# start of Task inputs
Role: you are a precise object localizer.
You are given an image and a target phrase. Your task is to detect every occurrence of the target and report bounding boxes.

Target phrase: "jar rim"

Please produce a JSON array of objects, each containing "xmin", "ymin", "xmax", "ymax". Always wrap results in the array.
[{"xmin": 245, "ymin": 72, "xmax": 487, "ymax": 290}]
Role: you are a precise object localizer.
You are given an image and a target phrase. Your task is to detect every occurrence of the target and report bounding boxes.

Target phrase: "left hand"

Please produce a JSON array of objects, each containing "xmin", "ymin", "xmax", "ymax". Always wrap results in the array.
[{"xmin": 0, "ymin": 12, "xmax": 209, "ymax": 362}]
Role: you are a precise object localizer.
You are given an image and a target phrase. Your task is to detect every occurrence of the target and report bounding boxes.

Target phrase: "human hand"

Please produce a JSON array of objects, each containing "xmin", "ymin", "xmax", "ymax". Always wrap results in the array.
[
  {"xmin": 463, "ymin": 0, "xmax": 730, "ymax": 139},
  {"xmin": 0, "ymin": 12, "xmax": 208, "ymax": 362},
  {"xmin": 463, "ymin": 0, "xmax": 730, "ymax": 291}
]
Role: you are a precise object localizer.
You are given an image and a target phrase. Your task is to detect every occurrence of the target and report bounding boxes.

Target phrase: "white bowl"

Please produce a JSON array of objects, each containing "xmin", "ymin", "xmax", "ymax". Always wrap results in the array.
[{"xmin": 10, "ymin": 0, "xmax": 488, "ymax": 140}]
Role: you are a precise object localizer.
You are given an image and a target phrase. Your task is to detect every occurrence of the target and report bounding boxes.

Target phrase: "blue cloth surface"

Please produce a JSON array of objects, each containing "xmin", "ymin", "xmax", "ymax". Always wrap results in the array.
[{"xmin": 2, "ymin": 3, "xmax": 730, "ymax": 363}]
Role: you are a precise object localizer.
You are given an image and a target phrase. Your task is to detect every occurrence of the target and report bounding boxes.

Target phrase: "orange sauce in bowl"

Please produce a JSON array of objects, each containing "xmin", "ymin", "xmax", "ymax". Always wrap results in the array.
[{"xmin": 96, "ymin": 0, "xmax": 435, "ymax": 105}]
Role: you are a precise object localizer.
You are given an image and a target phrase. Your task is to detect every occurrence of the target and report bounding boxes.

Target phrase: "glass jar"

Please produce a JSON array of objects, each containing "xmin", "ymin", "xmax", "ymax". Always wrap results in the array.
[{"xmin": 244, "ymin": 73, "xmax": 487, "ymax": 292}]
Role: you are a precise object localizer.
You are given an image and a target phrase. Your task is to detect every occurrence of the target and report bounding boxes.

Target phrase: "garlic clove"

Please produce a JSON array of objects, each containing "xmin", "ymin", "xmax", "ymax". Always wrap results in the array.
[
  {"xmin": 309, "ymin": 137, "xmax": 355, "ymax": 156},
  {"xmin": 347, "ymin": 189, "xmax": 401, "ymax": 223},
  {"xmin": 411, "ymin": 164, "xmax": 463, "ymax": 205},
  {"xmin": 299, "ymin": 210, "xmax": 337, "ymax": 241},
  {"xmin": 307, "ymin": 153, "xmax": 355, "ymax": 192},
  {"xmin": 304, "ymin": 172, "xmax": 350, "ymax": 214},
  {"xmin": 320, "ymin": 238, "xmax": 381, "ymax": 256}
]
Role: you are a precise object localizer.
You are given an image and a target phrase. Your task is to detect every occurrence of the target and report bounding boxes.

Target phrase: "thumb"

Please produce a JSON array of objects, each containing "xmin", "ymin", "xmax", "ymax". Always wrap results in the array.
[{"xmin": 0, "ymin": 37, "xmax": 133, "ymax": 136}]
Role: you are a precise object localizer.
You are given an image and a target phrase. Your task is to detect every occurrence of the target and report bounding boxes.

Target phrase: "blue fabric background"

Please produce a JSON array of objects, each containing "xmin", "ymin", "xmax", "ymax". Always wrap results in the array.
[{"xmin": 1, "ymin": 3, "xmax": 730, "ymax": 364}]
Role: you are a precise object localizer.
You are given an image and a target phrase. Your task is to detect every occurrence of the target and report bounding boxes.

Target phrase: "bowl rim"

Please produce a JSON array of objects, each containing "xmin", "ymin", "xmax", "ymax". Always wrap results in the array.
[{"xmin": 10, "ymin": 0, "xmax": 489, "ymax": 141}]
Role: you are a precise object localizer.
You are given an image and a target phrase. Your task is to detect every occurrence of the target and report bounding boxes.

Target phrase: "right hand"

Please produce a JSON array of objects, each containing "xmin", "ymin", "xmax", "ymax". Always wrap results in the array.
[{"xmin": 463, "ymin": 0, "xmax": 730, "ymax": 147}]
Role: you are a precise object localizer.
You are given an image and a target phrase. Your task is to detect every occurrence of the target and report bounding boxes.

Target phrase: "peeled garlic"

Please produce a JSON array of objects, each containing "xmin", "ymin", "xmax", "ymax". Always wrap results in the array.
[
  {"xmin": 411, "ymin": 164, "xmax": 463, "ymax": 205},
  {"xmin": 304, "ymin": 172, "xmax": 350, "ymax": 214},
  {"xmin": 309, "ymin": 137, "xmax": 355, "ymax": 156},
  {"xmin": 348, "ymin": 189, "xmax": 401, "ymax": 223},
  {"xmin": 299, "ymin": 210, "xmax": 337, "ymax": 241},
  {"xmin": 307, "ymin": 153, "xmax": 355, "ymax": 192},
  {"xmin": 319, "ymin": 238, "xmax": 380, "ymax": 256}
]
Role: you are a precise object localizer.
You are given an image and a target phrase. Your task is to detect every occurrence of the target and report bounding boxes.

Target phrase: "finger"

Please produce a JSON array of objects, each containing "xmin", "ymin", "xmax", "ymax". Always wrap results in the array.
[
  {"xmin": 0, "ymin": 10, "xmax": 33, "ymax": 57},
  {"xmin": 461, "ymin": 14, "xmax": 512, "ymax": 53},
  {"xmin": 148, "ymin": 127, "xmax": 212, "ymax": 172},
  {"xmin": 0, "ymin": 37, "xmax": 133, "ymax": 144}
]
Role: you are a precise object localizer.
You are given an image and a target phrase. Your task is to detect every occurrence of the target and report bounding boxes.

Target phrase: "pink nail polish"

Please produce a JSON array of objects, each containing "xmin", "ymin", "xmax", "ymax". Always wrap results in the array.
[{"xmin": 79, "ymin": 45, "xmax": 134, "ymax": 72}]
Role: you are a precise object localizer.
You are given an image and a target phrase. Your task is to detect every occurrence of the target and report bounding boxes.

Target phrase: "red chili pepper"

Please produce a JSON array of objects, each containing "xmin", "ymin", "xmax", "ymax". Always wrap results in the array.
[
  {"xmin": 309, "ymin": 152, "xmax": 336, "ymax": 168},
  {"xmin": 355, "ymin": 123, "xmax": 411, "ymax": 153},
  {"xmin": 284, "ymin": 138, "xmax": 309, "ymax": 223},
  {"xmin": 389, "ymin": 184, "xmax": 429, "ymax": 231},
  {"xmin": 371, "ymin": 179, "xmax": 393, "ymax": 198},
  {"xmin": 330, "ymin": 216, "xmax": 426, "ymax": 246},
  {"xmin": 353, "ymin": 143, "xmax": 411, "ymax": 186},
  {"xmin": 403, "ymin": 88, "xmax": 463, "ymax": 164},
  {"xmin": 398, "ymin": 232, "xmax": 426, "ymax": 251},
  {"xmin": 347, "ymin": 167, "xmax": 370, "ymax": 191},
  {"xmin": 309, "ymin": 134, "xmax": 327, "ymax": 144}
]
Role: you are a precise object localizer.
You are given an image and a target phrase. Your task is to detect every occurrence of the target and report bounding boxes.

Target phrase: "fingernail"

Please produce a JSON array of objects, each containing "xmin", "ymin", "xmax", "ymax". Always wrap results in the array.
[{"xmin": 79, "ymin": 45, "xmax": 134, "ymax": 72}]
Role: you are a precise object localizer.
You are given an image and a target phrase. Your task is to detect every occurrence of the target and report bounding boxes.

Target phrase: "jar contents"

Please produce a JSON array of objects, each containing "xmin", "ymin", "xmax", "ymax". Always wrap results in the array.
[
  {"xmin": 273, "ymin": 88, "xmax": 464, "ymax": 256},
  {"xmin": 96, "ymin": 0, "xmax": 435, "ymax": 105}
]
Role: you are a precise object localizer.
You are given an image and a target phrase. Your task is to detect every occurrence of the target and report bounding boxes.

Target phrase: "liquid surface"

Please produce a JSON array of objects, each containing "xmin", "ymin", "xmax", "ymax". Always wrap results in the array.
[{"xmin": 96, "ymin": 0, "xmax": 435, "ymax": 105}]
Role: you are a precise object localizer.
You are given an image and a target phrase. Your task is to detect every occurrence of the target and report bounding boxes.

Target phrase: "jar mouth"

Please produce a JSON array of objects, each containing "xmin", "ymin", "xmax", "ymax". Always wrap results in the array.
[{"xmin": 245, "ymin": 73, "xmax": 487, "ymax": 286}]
# end of Task inputs
### [Work to complete]
Filter the records above, copying out every line that contains the word "hand".

### [Solution]
Target phrase: "left hand"
Target phrase: "human hand"
Target phrase: "right hand"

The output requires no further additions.